THINGS TO DO:
• a. Answer these questions about the risk management post:
(i) Which two questions fall under Part Two?
(ii) Which two approaches does the post say a model might use to estimate risk?
(iii) What would the author do if a model provider operates like a black box?
• b. Repeat word for word everything in the risk management post from "Considerations when implementing" down to "are your options?".

--- START OF EXTRACTED TEXT ---

Considerations when implementing a risk management system, part 3

Continuing from my previous posts, I will address the next in our series of questions to consider when implementing a new risk management system. This is the final post of the series. As a reminder, I am summarizing some key points you should consider when selecting a risk system.

Here again are the questions I address:

Part One:

  • Who are the Stakeholders?
  • Why do you need risk?

Part Two:

  • What are your options?
  • Where do you need to see risk?

Part Three:

  • How should you implement your solution?
  • When should this take place?

How should you implement your solution?

Let's first address this point: Goodness of Fit does not apply to models only (Risk model selection). We have taken the time to identify the stakeholders, our analytical requirements, and what we need from a risk model. Now all we need to do is pick a model. Here are some things to keep in mind during the evaluation process.

  • Do you really understand how the model is constructed and what the output tells you?
    As a risk practitioner it is imperative to have a firm grasp of how a particular model is constructed and how that model’s results are to be interpreted. It’s not enough to understand that a model uses pre-specified factors or principal component analysis to estimate risk. The reality is that any risk vendor worth its salt should be able to provide lots of details regarding model construction and interpretation. In the end, if you don’t understand the model how can you effectively communicate the results to your clients or apply them to your investment decision making process?
  • Is the provider open up about their methodologies?
    In this day and age, if a model provider operates like a black box, I would look elsewhere. Certainly there may be elements of the risk model creation that are considered proprietary by a third party vendor, but there is really no excuse for a vendor limiting a client’s access to construction details. In my mind, the better you understand a risk model at a fundamental level, the better you can use it to understand your portfolio's risk.
  • If you have questions, do they have answers?
    Documentation and transparency are important, but there will always be questions unique to your firm and risk provider needs to be able to help you answer and these questions. Ultimately behind every risk model there are people, and this means that during the model selection process you need to evaluate the relationship with the people behind the risk model as much as anything else. If you cannot have an open dialog with your risk provider you are not going to get the most out of the system.

--- END OF EXTRACTED TEXT ---
--- START OF SUPPLIED INFORMATION ---

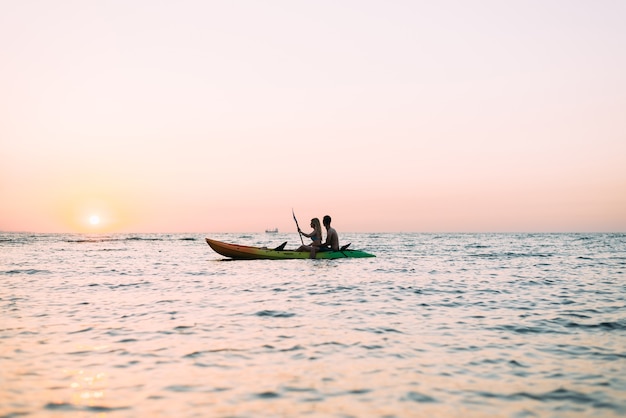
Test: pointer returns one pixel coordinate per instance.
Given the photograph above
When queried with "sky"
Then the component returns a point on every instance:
(390, 116)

--- END OF SUPPLIED INFORMATION ---

EXERCISE SOLUTIONS:
• a.
(i) "What are your options?" and "Where do you need to see risk?"
(ii) Pre-specified factors or principal component analysis.
(iii) Look elsewhere.

• b.
Considerations when implementing a risk management system, part 3

Continuing from my previous posts, I will address the next in our series of questions to consider when implementing a new risk management system. This is the final post of the series. As a reminder, I am summarizing some key points you should consider when selecting a risk system.

Here again are the questions I address:

Part One:

  • Who are the Stakeholders?
  • Why do you need risk?

Part Two:

  • What are your options?